Every line from the line containing "locate: sink basin" through the final line below is to be repeated exactly; no other line is.

-- START OF MATERIAL SUPPLIED --

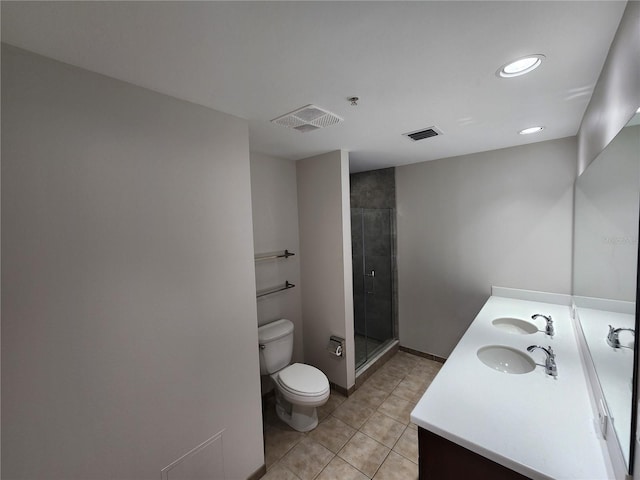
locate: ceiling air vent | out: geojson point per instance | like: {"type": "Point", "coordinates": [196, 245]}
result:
{"type": "Point", "coordinates": [307, 119]}
{"type": "Point", "coordinates": [424, 133]}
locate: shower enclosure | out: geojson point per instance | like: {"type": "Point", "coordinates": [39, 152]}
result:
{"type": "Point", "coordinates": [373, 247]}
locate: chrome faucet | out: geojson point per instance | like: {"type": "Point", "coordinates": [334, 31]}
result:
{"type": "Point", "coordinates": [612, 336]}
{"type": "Point", "coordinates": [549, 330]}
{"type": "Point", "coordinates": [550, 367]}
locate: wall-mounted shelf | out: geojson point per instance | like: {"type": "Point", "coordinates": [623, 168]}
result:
{"type": "Point", "coordinates": [269, 291]}
{"type": "Point", "coordinates": [271, 255]}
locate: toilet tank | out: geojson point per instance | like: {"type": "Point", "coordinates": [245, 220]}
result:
{"type": "Point", "coordinates": [276, 345]}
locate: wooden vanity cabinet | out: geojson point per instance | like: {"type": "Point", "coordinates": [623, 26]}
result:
{"type": "Point", "coordinates": [442, 459]}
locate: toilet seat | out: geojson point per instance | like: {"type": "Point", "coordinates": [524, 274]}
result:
{"type": "Point", "coordinates": [303, 383]}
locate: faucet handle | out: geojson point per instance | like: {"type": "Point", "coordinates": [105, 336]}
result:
{"type": "Point", "coordinates": [549, 330]}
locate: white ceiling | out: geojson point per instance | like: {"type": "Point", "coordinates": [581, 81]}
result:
{"type": "Point", "coordinates": [413, 65]}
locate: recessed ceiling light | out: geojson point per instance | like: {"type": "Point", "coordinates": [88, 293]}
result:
{"type": "Point", "coordinates": [530, 130]}
{"type": "Point", "coordinates": [520, 66]}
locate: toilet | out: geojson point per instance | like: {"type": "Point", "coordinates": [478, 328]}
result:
{"type": "Point", "coordinates": [300, 388]}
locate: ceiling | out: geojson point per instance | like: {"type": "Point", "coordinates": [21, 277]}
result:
{"type": "Point", "coordinates": [412, 64]}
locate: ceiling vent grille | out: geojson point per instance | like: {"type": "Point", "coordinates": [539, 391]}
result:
{"type": "Point", "coordinates": [307, 119]}
{"type": "Point", "coordinates": [423, 133]}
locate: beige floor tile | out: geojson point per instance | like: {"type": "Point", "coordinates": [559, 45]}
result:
{"type": "Point", "coordinates": [403, 390]}
{"type": "Point", "coordinates": [396, 370]}
{"type": "Point", "coordinates": [280, 472]}
{"type": "Point", "coordinates": [396, 467]}
{"type": "Point", "coordinates": [416, 382]}
{"type": "Point", "coordinates": [397, 408]}
{"type": "Point", "coordinates": [407, 445]}
{"type": "Point", "coordinates": [335, 400]}
{"type": "Point", "coordinates": [370, 395]}
{"type": "Point", "coordinates": [338, 469]}
{"type": "Point", "coordinates": [277, 442]}
{"type": "Point", "coordinates": [307, 459]}
{"type": "Point", "coordinates": [384, 429]}
{"type": "Point", "coordinates": [353, 412]}
{"type": "Point", "coordinates": [364, 453]}
{"type": "Point", "coordinates": [383, 381]}
{"type": "Point", "coordinates": [332, 433]}
{"type": "Point", "coordinates": [427, 367]}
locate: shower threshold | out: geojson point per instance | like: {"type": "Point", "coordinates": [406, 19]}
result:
{"type": "Point", "coordinates": [377, 355]}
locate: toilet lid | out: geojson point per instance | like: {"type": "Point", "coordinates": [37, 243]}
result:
{"type": "Point", "coordinates": [303, 379]}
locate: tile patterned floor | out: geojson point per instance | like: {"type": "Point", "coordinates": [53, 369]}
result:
{"type": "Point", "coordinates": [366, 436]}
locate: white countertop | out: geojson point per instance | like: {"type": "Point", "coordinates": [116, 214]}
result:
{"type": "Point", "coordinates": [614, 366]}
{"type": "Point", "coordinates": [537, 425]}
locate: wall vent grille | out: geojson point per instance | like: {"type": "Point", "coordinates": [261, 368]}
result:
{"type": "Point", "coordinates": [307, 119]}
{"type": "Point", "coordinates": [423, 133]}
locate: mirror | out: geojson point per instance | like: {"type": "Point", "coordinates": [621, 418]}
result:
{"type": "Point", "coordinates": [605, 261]}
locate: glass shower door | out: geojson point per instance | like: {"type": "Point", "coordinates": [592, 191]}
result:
{"type": "Point", "coordinates": [372, 250]}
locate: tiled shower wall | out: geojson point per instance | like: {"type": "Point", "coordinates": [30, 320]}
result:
{"type": "Point", "coordinates": [375, 190]}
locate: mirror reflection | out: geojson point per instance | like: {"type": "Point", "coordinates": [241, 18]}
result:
{"type": "Point", "coordinates": [607, 200]}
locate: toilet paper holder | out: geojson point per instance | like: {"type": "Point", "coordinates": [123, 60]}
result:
{"type": "Point", "coordinates": [336, 346]}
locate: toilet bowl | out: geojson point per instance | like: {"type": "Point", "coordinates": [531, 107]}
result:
{"type": "Point", "coordinates": [300, 388]}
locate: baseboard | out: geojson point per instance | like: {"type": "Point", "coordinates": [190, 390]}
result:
{"type": "Point", "coordinates": [375, 366]}
{"type": "Point", "coordinates": [418, 353]}
{"type": "Point", "coordinates": [261, 472]}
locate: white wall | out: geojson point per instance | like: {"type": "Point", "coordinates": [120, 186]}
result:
{"type": "Point", "coordinates": [614, 101]}
{"type": "Point", "coordinates": [274, 197]}
{"type": "Point", "coordinates": [464, 224]}
{"type": "Point", "coordinates": [128, 289]}
{"type": "Point", "coordinates": [325, 265]}
{"type": "Point", "coordinates": [605, 247]}
{"type": "Point", "coordinates": [617, 94]}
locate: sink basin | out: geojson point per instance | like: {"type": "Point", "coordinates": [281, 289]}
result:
{"type": "Point", "coordinates": [506, 359]}
{"type": "Point", "coordinates": [515, 325]}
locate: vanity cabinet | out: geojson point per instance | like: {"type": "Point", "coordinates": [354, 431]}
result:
{"type": "Point", "coordinates": [481, 420]}
{"type": "Point", "coordinates": [442, 459]}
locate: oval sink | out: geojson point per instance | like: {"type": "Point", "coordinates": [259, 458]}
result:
{"type": "Point", "coordinates": [506, 359]}
{"type": "Point", "coordinates": [515, 325]}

-- END OF MATERIAL SUPPLIED --

ANSWER TO THIS PROBLEM:
locate: sink basin | out: geojson point per instance | like: {"type": "Point", "coordinates": [281, 289]}
result:
{"type": "Point", "coordinates": [506, 359]}
{"type": "Point", "coordinates": [515, 325]}
locate: vanity cabinet | out: geojson point per instance | like: {"type": "Point", "coordinates": [354, 431]}
result:
{"type": "Point", "coordinates": [481, 420]}
{"type": "Point", "coordinates": [442, 459]}
locate: oval sink | out: geojson point per instance | like: {"type": "Point", "coordinates": [259, 458]}
result:
{"type": "Point", "coordinates": [506, 359]}
{"type": "Point", "coordinates": [515, 325]}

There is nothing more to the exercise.